▶ _EXTRACT TO READ_:
<<<<

I would also suggest that she pumps and prepares breast milk for the fridge for night time for dad to help feed as that is a great way to ease the stress off of mom and for her to get some well-deserved rest. We did this and it was extremely helpful. It made it easier for baby to feed, it gave me rest, and it helped dad and baby form a bond they otherwise wouldn't have.

At 6 months, our pediatrician told us that babies should be able to sleep mostly through the night. That their bodies are able to at that point. Because she breast feeds, it's such a comfort to them, the baby might just want mom at that point and not be hungry (since you said the baby was healthy). The mom may want to try sleep training for a week or so (we didn't do it for our son until he was 7 months because he was a 6 week preemie) and see if that helps the baby sleep.

>>>>

▶ _MATERIAL PROVIDED_:
<<<<

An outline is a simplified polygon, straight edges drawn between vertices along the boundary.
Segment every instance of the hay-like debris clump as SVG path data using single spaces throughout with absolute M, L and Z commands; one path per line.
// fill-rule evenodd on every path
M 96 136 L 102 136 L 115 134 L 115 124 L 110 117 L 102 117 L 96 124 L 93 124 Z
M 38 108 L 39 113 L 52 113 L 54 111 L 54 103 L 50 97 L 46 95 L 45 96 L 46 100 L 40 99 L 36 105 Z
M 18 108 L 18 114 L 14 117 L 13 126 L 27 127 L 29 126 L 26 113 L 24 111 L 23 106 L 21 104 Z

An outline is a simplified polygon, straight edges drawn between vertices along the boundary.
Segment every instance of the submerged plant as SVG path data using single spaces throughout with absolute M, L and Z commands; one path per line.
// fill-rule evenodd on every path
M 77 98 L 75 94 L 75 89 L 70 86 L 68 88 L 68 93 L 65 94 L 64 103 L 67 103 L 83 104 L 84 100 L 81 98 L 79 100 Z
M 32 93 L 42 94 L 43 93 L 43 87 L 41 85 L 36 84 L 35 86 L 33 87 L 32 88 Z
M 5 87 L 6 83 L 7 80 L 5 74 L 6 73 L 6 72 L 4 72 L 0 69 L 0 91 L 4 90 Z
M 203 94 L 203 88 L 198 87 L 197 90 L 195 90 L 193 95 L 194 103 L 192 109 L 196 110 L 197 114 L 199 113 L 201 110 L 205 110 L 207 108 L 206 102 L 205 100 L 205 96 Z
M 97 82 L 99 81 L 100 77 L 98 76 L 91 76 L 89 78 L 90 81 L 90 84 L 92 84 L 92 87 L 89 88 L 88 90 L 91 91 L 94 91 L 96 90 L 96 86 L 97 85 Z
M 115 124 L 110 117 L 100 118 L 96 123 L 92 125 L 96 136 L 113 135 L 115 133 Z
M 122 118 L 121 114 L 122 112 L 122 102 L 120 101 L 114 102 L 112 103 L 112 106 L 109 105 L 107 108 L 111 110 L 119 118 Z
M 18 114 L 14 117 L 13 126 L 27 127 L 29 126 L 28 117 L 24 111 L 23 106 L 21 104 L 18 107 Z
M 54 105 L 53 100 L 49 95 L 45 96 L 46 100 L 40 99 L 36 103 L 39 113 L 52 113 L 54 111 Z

>>>>

▶ _QUESTIONS ON THE MATERIAL_:
1) In the infant sleep advice, reproduce the passage starting with "I would also" and going on through "the baby sleep.", changing "pediatrician" to "family doctor".
2) According to the infant sleep advice, why did the writer wait until 7 months to try sleep training with their son?
3) Proceed with the infant sleep advice, picking up after its last sentence.

▶ _RESPONSES FOR EACH TASK_:
1)
I would also suggest that she pumps and prepares breast milk for the fridge for night time for dad to help feed as that is a great way to ease the stress off of mom and for her to get some well-deserved rest. We did this and it was extremely helpful. It made it easier for baby to feed, it gave me rest, and it helped dad and baby form a bond they otherwise wouldn't have.

At 6 months, our family doctor told us that babies should be able to sleep mostly through the night. That their bodies are able to at that point. Because she breast feeds, it's such a comfort to them, the baby might just want mom at that point and not be hungry (since you said the baby was healthy). The mom may want to try sleep training for a week or so (we didn't do it for our son until he was 7 months because he was a 6 week preemie) and see if that helps the baby sleep.

2) He was a 6 week preemie.

3)
A great book my husband and I both enjoy is "The Baby Owner's Manual" by Dr. Louis Borgenicht and Joe Borgenicht. It refers to the baby as a "model" which needs to be "trouble-shooted" and "maintained." It's a great book because it's simple and to the point. It discusses how to correctly sleep train (if that's something she wants to try) and many other helpful parenting tips. It even has a weight and height scale which shows where baby should be at per age.

My son was a 6 week preemie so he falls short in his weight percentage almost every doctor visit, and he didn't sleep through the night until 7 months, so don't give up hope!